TRAVAIL DEMANDÉ:
Recopiez sans la moindre modification chacune des lignes de tous les enregistrements qui suivent.

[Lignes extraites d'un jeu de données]
———

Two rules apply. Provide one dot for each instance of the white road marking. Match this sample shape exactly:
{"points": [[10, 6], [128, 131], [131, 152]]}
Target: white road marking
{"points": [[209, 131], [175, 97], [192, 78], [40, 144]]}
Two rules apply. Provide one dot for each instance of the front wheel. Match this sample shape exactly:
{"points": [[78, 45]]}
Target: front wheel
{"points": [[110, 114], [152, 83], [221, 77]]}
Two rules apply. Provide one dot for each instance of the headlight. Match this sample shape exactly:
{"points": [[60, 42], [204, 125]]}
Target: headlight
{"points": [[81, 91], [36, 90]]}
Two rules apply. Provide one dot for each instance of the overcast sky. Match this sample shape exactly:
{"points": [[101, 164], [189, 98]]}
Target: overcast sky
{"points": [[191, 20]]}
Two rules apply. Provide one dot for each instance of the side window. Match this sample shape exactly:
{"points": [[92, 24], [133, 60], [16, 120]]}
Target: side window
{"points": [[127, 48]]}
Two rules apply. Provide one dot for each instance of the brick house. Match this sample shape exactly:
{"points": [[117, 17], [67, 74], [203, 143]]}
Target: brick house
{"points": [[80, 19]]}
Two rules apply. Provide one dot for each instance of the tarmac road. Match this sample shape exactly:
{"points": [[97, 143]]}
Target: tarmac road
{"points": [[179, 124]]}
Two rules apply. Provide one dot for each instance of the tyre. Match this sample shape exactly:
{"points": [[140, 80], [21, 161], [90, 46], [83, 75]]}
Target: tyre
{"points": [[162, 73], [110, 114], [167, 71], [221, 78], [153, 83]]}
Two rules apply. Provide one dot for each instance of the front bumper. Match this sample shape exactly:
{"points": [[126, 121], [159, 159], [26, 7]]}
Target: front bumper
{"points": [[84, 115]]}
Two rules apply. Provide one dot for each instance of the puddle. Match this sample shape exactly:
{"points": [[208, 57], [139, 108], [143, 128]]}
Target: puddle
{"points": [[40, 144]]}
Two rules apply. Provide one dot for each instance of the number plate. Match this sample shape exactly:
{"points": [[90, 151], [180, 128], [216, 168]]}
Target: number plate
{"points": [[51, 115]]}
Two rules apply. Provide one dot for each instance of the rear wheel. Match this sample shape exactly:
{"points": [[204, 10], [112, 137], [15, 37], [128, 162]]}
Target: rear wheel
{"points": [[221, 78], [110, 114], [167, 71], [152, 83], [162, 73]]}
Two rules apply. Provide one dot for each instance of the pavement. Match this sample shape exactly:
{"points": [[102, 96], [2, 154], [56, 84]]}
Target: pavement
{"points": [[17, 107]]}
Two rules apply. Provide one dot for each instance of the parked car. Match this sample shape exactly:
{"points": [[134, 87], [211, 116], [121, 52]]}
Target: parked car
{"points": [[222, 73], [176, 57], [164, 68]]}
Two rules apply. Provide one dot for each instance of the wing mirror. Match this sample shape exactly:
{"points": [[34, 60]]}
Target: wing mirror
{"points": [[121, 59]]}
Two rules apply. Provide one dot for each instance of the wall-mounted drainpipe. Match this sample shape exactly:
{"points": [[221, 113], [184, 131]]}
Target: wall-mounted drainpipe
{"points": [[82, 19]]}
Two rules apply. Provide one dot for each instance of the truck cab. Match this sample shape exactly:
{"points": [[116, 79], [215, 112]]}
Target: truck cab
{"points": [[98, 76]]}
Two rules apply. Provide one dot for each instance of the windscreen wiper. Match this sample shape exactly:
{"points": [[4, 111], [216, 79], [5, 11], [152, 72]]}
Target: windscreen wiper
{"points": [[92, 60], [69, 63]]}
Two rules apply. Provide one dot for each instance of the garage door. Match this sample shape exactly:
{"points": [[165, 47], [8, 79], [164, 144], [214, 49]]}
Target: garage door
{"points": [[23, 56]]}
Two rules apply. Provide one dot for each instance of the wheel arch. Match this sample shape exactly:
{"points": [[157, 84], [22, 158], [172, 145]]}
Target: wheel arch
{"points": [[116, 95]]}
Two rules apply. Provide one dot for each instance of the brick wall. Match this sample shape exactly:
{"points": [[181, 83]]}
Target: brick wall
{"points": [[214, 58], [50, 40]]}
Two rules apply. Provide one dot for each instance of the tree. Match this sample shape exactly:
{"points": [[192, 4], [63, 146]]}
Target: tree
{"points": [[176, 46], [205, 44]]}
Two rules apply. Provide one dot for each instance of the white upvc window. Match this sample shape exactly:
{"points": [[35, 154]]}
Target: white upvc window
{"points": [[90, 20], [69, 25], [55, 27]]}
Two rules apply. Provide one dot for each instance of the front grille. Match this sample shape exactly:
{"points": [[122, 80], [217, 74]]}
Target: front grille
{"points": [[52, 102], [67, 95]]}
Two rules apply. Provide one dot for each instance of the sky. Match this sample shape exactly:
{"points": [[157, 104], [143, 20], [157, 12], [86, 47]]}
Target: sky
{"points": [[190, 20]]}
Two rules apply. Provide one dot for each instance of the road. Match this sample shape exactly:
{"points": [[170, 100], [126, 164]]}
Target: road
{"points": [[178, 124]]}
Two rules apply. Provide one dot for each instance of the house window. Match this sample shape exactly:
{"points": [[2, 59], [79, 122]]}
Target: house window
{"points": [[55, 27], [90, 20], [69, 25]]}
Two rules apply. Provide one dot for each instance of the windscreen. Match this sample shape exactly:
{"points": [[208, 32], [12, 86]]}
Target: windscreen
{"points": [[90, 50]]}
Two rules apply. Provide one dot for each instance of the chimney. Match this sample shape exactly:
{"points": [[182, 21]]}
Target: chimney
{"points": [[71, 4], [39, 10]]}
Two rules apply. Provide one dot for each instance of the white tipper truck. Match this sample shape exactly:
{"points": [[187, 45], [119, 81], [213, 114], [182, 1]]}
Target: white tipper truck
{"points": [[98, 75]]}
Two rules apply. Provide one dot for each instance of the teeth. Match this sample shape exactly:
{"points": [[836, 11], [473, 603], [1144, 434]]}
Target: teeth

———

RÉSULTAT OBTENU:
Two rules apply. Provide one dot for each instance of the white road marking. Match this sample shape exactly:
{"points": [[10, 6], [128, 131], [131, 152]]}
Target: white road marking
{"points": [[209, 131], [175, 97], [192, 78], [40, 144]]}
Two rules apply. Provide one dot for each instance of the front wheel. Match this sample shape exactly:
{"points": [[78, 45]]}
Target: front wheel
{"points": [[110, 114], [152, 83], [221, 77]]}
Two rules apply. Provide one dot for each instance of the headlight. Match this sample shape exactly:
{"points": [[60, 42], [204, 125]]}
Target: headlight
{"points": [[81, 91], [36, 90]]}
Two rules apply. Provide one dot for each instance of the overcast sky. Match this sample shape exactly:
{"points": [[101, 164], [189, 98]]}
Target: overcast sky
{"points": [[191, 20]]}
Two rules apply. Provide one dot for each instance of the side window. Match this sample shape exactly:
{"points": [[92, 24], [133, 60], [16, 120]]}
Target: side window
{"points": [[127, 48]]}
Two rules apply. Provide one dot for each instance of the brick house. Match this sample shape exactly:
{"points": [[117, 17], [67, 74], [203, 143]]}
Target: brick house
{"points": [[80, 19]]}
Two rules apply. Provide one dot for each instance of the tarmac road. Match this sample shape exactly:
{"points": [[97, 143]]}
Target: tarmac road
{"points": [[179, 124]]}
Two rules apply. Provide one dot for each instance of the tyre. Match this sample shape exactly:
{"points": [[140, 80], [21, 161], [90, 46], [83, 75]]}
Target: tyre
{"points": [[162, 73], [110, 114], [167, 71], [221, 78], [153, 83]]}
Two rules apply. Provide one dot for each instance of the front bumper. Match this sample shape exactly:
{"points": [[126, 121], [159, 159], [26, 7]]}
Target: front bumper
{"points": [[84, 115]]}
Two rules apply. Provide one dot for each instance of the puddle. Match this sample shape exactly:
{"points": [[208, 57], [139, 108], [143, 128]]}
Target: puddle
{"points": [[40, 144]]}
Two rules apply. Provide one dot for each instance of the number plate. Match this sample shape exactly:
{"points": [[90, 151], [180, 128], [216, 168]]}
Target: number plate
{"points": [[51, 115]]}
Two rules apply. Provide one dot for each instance of the rear wheel. Match this sample shape exactly:
{"points": [[204, 10], [112, 137], [15, 37], [128, 162]]}
Target: rear wheel
{"points": [[221, 78], [110, 114], [167, 71], [152, 83], [162, 73]]}
Two rules apply. Provide one dot for each instance of the pavement. Match this sample shape exactly:
{"points": [[102, 96], [2, 154], [56, 84]]}
Target: pavement
{"points": [[17, 107]]}
Two rules apply. Provide one dot for each instance of the parked car. Match this sample shape exactly:
{"points": [[134, 87], [211, 116], [121, 52]]}
Target: parked car
{"points": [[222, 73], [176, 57], [164, 68]]}
Two rules apply. Provide one dot for each instance of the wing mirror. Match this sample shape exactly:
{"points": [[34, 60]]}
Target: wing mirror
{"points": [[121, 59]]}
Two rules apply. Provide one dot for each instance of the wall-mounted drainpipe. Match this sample shape exactly:
{"points": [[221, 113], [184, 131]]}
Target: wall-mounted drainpipe
{"points": [[82, 19]]}
Two rules apply. Provide one dot for each instance of the truck cab. Match this sample shape exactly:
{"points": [[116, 79], [215, 112]]}
Target: truck cab
{"points": [[98, 76]]}
Two rules apply. Provide one dot for each instance of the windscreen wiper. Match this sample shape exactly:
{"points": [[4, 111], [216, 79], [5, 11], [152, 72]]}
Target: windscreen wiper
{"points": [[92, 60], [69, 63]]}
Two rules apply. Provide one dot for each instance of the garage door. Match this sample shape exactly:
{"points": [[165, 47], [8, 79], [164, 144], [214, 49]]}
Target: garage door
{"points": [[23, 56]]}
Two rules apply. Provide one dot for each instance of the wheel arch. Match this sample shape exactly:
{"points": [[157, 84], [22, 158], [172, 145]]}
Target: wheel arch
{"points": [[116, 95]]}
Two rules apply. Provide one dot for each instance of the brick wall. Match this sample shape exactly:
{"points": [[181, 83]]}
Target: brick wall
{"points": [[214, 58], [50, 40]]}
Two rules apply. Provide one dot for each instance of the tree. Match this sample shape exactly:
{"points": [[192, 4], [63, 146]]}
Target: tree
{"points": [[176, 46], [205, 44]]}
Two rules apply. Provide one dot for each instance of the white upvc window. Match this sample shape exactly:
{"points": [[35, 154]]}
Target: white upvc window
{"points": [[90, 20], [69, 25], [55, 27]]}
Two rules apply. Provide one dot for each instance of the front grille. Match this sample shape exactly:
{"points": [[122, 80], [217, 74]]}
Target: front grille
{"points": [[52, 102], [67, 95]]}
Two rules apply. Provide one dot for each instance of the sky. Match this sample shape exactly:
{"points": [[157, 104], [143, 20], [157, 12], [86, 47]]}
Target: sky
{"points": [[190, 20]]}
Two rules apply. Provide one dot for each instance of the road. Match this sample shape exactly:
{"points": [[170, 100], [126, 164]]}
Target: road
{"points": [[178, 124]]}
Two rules apply. Provide one dot for each instance of the house window. Match this sample shape exactly:
{"points": [[2, 59], [79, 122]]}
Target: house window
{"points": [[55, 27], [90, 20], [69, 25]]}
Two rules apply. Provide one dot for each instance of the windscreen. Match this sample shape exactly:
{"points": [[208, 32], [12, 86]]}
Target: windscreen
{"points": [[90, 50]]}
Two rules apply. Provide one dot for each instance of the chimney. Match this sample shape exactly:
{"points": [[182, 21]]}
Target: chimney
{"points": [[71, 4], [39, 10]]}
Two rules apply. Provide one dot for each instance of the white tipper truck. Match this sample shape exactly:
{"points": [[187, 45], [119, 81], [213, 114], [182, 1]]}
Target: white tipper truck
{"points": [[98, 75]]}
Two rules apply. Provide one dot for each instance of the teeth. Match this sample shape exactly:
{"points": [[836, 11], [473, 603], [1144, 434]]}
Target: teeth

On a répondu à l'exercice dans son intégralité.